▼

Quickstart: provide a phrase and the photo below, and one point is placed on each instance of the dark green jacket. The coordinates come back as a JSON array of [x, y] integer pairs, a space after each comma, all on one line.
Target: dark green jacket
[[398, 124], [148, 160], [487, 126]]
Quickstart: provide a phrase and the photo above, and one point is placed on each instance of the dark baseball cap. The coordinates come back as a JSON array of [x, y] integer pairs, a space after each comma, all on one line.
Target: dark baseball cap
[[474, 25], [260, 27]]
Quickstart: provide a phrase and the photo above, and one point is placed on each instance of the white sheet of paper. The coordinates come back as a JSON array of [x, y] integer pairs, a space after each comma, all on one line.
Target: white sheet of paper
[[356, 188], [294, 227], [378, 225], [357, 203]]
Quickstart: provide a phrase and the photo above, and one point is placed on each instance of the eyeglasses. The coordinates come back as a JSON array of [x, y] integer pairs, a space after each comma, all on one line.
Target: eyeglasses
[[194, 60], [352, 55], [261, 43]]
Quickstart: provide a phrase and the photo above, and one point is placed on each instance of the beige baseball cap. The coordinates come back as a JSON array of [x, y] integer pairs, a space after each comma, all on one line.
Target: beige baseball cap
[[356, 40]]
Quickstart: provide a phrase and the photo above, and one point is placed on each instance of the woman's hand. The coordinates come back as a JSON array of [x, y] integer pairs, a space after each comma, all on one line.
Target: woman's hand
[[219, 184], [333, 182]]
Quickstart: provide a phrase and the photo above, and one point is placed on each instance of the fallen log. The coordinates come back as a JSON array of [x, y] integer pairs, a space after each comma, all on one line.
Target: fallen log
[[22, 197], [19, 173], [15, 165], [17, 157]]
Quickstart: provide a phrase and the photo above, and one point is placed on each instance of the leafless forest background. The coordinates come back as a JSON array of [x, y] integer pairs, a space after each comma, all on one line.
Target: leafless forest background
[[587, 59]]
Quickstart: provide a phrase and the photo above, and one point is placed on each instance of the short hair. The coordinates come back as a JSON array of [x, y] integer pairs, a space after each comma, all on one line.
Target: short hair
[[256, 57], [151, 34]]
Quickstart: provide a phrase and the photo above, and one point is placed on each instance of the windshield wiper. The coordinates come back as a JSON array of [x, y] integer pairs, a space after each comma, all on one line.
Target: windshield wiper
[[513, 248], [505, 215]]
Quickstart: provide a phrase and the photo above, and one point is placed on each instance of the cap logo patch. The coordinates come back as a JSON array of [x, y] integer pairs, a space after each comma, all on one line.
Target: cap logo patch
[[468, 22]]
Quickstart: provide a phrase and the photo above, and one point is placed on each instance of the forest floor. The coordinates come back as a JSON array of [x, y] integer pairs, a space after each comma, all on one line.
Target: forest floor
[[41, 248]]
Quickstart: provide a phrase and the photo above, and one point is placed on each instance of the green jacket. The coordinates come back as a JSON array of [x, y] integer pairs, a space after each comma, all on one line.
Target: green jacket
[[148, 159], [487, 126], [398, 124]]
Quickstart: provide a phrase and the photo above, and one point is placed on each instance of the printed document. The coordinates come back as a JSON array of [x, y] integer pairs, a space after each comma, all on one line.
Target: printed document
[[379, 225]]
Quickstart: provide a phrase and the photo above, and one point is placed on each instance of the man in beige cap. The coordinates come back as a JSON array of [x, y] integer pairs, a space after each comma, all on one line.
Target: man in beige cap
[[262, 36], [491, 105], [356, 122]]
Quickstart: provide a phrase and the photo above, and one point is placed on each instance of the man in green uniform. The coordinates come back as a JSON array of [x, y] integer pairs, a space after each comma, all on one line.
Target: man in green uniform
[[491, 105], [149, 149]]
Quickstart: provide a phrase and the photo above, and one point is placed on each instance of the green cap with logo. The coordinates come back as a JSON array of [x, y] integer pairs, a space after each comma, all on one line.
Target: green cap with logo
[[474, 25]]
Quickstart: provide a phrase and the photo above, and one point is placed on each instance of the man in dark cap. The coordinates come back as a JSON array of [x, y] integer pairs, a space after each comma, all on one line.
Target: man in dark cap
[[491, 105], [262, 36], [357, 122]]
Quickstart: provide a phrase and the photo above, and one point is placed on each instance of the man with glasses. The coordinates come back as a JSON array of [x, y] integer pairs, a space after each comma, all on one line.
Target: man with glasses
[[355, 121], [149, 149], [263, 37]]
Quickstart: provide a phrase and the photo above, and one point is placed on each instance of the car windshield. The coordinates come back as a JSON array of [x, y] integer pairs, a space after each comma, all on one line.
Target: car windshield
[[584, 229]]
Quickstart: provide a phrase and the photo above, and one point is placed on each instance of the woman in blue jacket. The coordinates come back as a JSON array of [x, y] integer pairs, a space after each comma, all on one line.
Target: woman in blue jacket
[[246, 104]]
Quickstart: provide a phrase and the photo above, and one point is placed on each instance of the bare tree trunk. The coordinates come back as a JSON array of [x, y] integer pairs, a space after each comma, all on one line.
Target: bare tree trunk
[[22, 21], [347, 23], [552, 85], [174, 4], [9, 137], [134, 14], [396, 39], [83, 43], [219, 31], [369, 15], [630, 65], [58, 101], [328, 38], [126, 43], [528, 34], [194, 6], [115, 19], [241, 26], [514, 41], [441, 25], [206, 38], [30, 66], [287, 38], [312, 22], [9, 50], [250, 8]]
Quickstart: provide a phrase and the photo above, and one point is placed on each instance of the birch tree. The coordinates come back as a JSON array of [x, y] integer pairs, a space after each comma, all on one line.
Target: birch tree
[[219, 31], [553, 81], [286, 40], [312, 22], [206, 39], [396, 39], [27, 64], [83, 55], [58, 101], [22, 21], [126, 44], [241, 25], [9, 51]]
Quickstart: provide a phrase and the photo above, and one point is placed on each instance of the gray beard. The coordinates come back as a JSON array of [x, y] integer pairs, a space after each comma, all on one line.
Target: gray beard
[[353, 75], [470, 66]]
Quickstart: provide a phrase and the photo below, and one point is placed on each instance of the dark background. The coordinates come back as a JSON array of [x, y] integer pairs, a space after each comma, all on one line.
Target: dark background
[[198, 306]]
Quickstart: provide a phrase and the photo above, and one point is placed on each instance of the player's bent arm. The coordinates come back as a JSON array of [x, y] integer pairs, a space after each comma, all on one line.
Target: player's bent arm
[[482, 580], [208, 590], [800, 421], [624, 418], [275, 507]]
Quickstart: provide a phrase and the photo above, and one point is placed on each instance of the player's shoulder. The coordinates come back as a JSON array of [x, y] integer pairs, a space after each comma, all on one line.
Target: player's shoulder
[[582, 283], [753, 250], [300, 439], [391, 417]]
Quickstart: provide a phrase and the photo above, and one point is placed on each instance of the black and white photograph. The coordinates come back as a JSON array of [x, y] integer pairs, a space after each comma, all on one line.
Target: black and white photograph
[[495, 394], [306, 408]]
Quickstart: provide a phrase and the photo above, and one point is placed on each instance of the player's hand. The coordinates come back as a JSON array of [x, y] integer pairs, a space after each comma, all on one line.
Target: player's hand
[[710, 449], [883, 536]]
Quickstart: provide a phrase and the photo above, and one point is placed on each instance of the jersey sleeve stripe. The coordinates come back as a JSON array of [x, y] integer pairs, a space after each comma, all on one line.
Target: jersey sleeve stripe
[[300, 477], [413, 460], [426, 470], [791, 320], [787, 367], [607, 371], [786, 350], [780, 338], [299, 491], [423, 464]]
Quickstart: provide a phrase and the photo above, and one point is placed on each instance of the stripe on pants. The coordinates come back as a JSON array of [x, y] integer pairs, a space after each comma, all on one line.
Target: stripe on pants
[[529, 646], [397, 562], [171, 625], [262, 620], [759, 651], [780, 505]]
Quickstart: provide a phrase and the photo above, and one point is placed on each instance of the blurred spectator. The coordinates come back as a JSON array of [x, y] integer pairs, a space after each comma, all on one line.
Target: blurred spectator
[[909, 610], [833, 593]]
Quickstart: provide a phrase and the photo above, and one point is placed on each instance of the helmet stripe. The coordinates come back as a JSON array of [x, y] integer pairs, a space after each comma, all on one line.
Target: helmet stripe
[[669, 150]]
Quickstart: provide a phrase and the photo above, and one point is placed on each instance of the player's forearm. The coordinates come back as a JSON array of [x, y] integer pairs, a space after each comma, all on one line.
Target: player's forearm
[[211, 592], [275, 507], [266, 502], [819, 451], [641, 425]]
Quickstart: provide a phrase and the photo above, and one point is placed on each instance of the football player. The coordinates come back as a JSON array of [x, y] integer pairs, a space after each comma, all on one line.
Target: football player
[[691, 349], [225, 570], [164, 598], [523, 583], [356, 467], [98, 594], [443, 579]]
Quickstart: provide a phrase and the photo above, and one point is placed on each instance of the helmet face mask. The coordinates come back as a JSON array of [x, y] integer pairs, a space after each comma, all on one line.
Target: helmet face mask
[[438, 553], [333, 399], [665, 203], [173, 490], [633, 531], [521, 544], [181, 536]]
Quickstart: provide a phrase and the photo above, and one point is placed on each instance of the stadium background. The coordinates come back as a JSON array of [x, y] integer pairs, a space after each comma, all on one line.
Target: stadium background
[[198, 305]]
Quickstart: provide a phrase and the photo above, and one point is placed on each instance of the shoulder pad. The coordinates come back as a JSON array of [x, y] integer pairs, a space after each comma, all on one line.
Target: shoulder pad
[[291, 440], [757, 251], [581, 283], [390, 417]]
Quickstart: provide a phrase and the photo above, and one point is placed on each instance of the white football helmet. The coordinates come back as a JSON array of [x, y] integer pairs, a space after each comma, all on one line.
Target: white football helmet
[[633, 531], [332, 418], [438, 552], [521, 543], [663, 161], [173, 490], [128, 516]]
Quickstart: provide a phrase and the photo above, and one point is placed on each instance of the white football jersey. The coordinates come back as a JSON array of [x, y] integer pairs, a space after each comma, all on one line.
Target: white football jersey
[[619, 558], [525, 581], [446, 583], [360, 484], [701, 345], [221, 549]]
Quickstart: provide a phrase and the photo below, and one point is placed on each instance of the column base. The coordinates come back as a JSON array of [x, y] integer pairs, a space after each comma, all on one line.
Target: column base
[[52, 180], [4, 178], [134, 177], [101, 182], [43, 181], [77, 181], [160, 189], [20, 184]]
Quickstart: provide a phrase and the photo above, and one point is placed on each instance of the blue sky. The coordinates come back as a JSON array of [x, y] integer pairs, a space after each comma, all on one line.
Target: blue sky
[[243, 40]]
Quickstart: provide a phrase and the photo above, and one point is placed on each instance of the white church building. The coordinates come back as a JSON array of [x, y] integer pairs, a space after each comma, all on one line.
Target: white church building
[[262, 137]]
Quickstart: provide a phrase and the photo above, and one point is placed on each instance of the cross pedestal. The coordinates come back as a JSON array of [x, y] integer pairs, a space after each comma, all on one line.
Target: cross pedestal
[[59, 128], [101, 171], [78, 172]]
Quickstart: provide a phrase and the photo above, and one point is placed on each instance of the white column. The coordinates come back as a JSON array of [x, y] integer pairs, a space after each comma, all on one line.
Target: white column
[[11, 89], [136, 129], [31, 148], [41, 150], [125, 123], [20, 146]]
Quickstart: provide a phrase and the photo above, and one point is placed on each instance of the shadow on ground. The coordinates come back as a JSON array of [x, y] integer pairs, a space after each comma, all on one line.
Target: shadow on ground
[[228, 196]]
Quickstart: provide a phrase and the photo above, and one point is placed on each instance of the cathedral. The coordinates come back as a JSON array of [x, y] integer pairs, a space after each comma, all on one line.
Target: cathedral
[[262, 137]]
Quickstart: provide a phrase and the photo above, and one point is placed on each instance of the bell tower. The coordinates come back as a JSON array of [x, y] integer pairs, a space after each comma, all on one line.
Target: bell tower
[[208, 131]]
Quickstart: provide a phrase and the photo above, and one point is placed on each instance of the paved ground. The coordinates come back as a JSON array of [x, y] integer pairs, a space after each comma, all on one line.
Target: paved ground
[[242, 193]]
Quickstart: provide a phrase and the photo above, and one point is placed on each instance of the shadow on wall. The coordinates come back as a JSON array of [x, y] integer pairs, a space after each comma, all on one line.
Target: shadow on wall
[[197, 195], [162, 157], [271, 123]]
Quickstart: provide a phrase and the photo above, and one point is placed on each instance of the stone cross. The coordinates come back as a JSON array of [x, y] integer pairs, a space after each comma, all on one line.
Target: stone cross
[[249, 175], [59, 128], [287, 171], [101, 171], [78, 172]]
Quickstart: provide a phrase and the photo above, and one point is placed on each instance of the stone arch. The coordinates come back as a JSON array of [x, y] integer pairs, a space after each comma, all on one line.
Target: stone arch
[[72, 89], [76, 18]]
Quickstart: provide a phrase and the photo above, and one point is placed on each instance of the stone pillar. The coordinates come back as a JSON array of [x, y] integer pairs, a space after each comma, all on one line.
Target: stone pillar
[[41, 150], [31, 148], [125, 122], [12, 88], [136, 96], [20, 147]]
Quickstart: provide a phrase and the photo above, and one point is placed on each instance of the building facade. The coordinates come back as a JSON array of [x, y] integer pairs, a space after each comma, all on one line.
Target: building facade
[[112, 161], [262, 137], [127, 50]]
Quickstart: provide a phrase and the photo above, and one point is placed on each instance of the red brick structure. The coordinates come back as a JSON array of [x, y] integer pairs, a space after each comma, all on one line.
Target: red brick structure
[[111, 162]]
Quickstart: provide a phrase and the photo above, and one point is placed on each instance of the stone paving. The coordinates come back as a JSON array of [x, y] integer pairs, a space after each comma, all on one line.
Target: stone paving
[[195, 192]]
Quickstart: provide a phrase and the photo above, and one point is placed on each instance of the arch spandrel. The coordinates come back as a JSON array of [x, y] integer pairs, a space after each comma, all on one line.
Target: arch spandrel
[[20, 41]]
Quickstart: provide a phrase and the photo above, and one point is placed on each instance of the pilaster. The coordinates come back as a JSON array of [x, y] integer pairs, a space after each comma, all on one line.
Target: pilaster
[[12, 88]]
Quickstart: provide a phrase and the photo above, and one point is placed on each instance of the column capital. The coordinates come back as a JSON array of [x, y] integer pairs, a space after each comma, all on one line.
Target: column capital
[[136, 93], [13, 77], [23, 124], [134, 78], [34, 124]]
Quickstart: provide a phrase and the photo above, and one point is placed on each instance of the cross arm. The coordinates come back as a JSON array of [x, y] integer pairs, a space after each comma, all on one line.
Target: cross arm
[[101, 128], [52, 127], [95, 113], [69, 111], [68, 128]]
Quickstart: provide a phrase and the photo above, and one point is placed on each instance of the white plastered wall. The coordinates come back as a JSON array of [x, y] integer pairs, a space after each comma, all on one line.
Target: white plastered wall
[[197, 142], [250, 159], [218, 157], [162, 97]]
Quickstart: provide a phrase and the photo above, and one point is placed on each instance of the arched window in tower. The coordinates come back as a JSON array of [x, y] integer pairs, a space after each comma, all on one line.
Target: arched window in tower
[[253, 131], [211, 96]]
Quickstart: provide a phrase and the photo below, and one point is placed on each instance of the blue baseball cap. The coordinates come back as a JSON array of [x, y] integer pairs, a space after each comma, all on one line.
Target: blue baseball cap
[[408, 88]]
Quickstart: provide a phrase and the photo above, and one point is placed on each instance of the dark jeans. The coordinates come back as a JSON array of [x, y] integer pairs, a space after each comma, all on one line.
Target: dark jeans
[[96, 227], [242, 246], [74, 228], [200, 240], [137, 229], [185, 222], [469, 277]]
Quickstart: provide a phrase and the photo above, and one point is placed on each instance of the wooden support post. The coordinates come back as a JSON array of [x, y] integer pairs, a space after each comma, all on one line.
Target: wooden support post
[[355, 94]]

▲

Based on the records above, how many lines hold the string "below"? Answer with the number by itself.

4